> [Assignment]: The output should consist solely of the lines running from the one that contains "Query: white car" through the end of the records below, copied exactly.
___ Material for this task
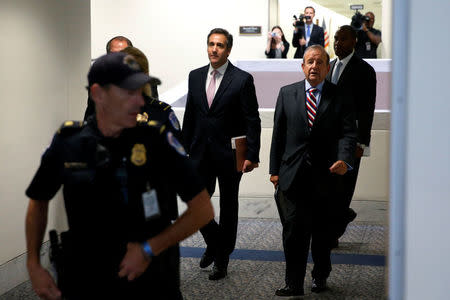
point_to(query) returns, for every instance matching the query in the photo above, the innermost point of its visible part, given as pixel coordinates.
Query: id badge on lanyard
(150, 203)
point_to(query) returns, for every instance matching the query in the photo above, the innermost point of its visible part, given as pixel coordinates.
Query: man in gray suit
(313, 143)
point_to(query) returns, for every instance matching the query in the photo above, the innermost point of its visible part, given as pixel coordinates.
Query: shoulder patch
(70, 127)
(172, 140)
(174, 120)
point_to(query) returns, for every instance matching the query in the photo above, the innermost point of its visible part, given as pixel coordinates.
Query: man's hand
(302, 42)
(134, 263)
(339, 167)
(274, 179)
(249, 166)
(43, 284)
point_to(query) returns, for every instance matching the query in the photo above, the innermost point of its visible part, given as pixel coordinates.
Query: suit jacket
(271, 53)
(332, 138)
(359, 81)
(234, 112)
(316, 38)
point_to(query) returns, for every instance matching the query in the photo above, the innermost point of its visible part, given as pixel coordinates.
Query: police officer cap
(120, 69)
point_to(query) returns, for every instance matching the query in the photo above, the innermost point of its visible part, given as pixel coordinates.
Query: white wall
(427, 178)
(173, 33)
(46, 44)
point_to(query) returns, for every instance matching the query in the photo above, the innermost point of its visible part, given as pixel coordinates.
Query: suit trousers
(346, 191)
(306, 220)
(220, 237)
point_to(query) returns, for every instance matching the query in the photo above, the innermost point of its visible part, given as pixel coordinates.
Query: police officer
(121, 243)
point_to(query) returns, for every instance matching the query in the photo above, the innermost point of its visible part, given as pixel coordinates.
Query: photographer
(277, 46)
(368, 37)
(306, 33)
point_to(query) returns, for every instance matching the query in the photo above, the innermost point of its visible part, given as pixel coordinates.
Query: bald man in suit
(313, 143)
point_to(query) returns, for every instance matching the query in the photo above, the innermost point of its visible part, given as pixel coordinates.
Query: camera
(299, 22)
(358, 19)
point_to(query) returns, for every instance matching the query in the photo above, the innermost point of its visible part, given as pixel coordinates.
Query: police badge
(138, 155)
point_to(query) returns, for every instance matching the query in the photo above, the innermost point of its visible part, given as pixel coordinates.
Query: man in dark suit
(308, 35)
(313, 142)
(356, 79)
(221, 104)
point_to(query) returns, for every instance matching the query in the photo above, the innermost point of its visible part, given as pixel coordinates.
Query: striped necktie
(337, 69)
(311, 106)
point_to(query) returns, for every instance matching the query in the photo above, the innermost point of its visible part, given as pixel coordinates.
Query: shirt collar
(319, 86)
(221, 70)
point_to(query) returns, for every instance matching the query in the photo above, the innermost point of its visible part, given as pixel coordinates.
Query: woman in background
(277, 46)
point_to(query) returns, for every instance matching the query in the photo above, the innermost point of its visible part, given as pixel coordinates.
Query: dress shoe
(206, 260)
(218, 273)
(289, 291)
(318, 285)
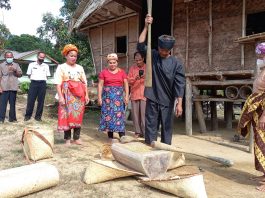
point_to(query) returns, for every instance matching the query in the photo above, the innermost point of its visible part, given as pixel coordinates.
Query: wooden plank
(218, 99)
(223, 83)
(218, 73)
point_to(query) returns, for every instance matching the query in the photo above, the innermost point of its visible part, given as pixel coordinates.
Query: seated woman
(111, 87)
(73, 95)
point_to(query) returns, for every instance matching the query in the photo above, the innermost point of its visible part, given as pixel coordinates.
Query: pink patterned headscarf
(260, 49)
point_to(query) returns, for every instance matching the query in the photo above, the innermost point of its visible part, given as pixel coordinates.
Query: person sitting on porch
(253, 113)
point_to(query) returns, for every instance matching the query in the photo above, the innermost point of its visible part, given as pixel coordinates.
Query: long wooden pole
(148, 79)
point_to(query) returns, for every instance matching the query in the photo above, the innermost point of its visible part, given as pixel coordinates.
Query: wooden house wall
(227, 26)
(102, 41)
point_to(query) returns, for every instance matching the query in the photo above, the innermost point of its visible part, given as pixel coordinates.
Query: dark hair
(140, 53)
(8, 52)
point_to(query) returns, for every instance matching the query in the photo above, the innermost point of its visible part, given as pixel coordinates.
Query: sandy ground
(72, 161)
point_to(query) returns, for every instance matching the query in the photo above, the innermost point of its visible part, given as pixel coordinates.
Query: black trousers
(8, 97)
(76, 135)
(154, 115)
(37, 90)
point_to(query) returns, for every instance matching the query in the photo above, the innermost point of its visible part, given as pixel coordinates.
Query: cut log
(142, 158)
(24, 180)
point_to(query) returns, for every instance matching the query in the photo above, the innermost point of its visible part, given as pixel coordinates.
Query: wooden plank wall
(227, 21)
(102, 40)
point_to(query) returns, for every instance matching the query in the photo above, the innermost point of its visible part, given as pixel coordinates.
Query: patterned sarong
(112, 110)
(71, 114)
(252, 110)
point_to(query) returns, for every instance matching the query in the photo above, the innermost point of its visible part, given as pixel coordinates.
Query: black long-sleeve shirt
(168, 78)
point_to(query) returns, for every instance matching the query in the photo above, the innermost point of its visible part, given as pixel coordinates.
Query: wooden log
(24, 180)
(142, 158)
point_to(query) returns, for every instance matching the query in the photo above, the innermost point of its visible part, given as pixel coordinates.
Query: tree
(4, 35)
(5, 4)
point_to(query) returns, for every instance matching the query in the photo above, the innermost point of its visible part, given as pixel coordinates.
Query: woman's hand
(261, 123)
(99, 102)
(126, 100)
(61, 101)
(87, 99)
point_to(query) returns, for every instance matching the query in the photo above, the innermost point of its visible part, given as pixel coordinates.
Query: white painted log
(142, 158)
(24, 180)
(192, 187)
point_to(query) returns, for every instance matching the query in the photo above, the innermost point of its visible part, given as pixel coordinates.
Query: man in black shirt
(168, 82)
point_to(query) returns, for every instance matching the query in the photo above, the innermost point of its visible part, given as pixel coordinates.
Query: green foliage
(24, 87)
(5, 4)
(4, 35)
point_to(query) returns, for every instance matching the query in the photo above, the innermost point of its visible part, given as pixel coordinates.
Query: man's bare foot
(258, 178)
(67, 143)
(261, 188)
(78, 142)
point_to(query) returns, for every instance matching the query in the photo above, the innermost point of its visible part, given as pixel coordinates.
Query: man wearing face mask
(37, 72)
(9, 74)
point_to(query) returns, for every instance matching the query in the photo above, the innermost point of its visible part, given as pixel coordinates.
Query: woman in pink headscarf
(253, 113)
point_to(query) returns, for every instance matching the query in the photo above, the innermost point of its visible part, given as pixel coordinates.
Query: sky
(25, 16)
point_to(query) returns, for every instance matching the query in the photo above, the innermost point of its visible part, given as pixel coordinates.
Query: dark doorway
(162, 14)
(255, 23)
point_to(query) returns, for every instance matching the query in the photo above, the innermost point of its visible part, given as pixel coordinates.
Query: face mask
(9, 60)
(40, 61)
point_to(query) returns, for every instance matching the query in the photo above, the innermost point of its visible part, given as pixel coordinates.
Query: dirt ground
(72, 161)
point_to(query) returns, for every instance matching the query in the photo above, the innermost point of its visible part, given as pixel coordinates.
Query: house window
(255, 23)
(121, 44)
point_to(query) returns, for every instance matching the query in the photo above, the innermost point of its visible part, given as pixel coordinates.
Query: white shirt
(38, 72)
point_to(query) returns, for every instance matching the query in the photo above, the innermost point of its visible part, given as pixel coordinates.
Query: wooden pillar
(198, 108)
(214, 120)
(229, 115)
(188, 107)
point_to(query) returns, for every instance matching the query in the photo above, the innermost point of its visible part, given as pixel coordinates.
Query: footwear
(67, 143)
(38, 119)
(26, 118)
(78, 142)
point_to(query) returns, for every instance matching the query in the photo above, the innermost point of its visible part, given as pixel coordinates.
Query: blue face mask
(9, 60)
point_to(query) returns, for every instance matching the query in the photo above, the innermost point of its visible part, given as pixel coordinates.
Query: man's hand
(179, 110)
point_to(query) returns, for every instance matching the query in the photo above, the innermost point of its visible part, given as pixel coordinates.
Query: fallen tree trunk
(142, 158)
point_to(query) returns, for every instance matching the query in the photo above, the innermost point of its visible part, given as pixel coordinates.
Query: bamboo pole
(243, 33)
(148, 79)
(210, 44)
(188, 107)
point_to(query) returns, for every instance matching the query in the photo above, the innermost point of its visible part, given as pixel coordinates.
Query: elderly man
(37, 72)
(168, 82)
(9, 73)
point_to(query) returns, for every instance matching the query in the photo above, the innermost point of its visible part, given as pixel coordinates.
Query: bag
(37, 144)
(77, 88)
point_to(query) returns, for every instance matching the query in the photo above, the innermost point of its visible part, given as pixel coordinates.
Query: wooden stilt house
(215, 40)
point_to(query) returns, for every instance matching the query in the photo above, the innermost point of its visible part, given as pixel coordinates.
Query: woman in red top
(112, 83)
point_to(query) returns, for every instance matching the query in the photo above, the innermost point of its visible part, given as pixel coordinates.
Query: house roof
(93, 12)
(25, 55)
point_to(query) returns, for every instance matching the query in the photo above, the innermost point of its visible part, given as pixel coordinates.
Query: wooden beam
(223, 83)
(135, 5)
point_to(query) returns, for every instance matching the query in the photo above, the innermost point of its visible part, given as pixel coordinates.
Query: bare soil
(220, 181)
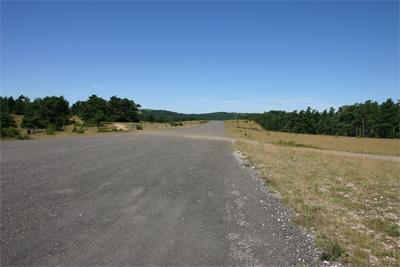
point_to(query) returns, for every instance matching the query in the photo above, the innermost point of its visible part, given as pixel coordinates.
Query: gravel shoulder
(174, 197)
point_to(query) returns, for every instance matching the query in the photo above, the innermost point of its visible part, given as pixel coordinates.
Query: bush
(23, 137)
(51, 129)
(9, 132)
(102, 130)
(80, 130)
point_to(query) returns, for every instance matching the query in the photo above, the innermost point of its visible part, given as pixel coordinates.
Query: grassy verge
(107, 128)
(253, 131)
(352, 203)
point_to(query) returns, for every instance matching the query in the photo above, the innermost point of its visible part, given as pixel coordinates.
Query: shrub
(23, 137)
(51, 129)
(102, 130)
(9, 132)
(80, 130)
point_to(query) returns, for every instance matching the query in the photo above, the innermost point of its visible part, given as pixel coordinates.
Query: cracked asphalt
(161, 198)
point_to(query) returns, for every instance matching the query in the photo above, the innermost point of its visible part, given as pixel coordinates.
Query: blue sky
(200, 57)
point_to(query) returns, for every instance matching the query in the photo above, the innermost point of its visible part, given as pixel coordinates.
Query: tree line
(54, 112)
(369, 119)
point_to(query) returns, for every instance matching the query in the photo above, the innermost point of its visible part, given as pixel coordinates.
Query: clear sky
(200, 57)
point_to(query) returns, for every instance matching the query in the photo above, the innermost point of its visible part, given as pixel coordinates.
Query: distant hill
(205, 116)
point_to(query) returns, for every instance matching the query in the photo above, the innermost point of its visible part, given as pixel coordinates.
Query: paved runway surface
(161, 198)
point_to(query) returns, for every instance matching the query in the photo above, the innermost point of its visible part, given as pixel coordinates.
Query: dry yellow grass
(67, 130)
(353, 200)
(253, 131)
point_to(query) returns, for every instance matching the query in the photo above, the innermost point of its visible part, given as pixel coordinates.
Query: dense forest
(166, 116)
(54, 112)
(361, 119)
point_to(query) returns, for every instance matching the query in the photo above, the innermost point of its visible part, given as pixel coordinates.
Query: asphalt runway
(161, 198)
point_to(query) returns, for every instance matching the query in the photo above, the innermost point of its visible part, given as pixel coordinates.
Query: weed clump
(333, 250)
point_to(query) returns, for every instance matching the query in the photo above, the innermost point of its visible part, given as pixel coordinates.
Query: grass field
(352, 203)
(253, 131)
(67, 130)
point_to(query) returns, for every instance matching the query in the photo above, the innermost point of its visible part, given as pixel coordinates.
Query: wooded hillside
(361, 119)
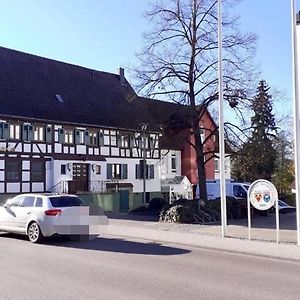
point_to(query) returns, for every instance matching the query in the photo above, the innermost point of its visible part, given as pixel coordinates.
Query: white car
(44, 215)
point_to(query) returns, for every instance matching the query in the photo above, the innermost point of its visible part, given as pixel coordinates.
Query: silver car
______
> [Output for this exercise]:
Query: white car
(44, 215)
point_to(query) returns, for every instance matching the query in the photo above, the innermost point of its visible part, given as pixel coordinates.
Query: silver car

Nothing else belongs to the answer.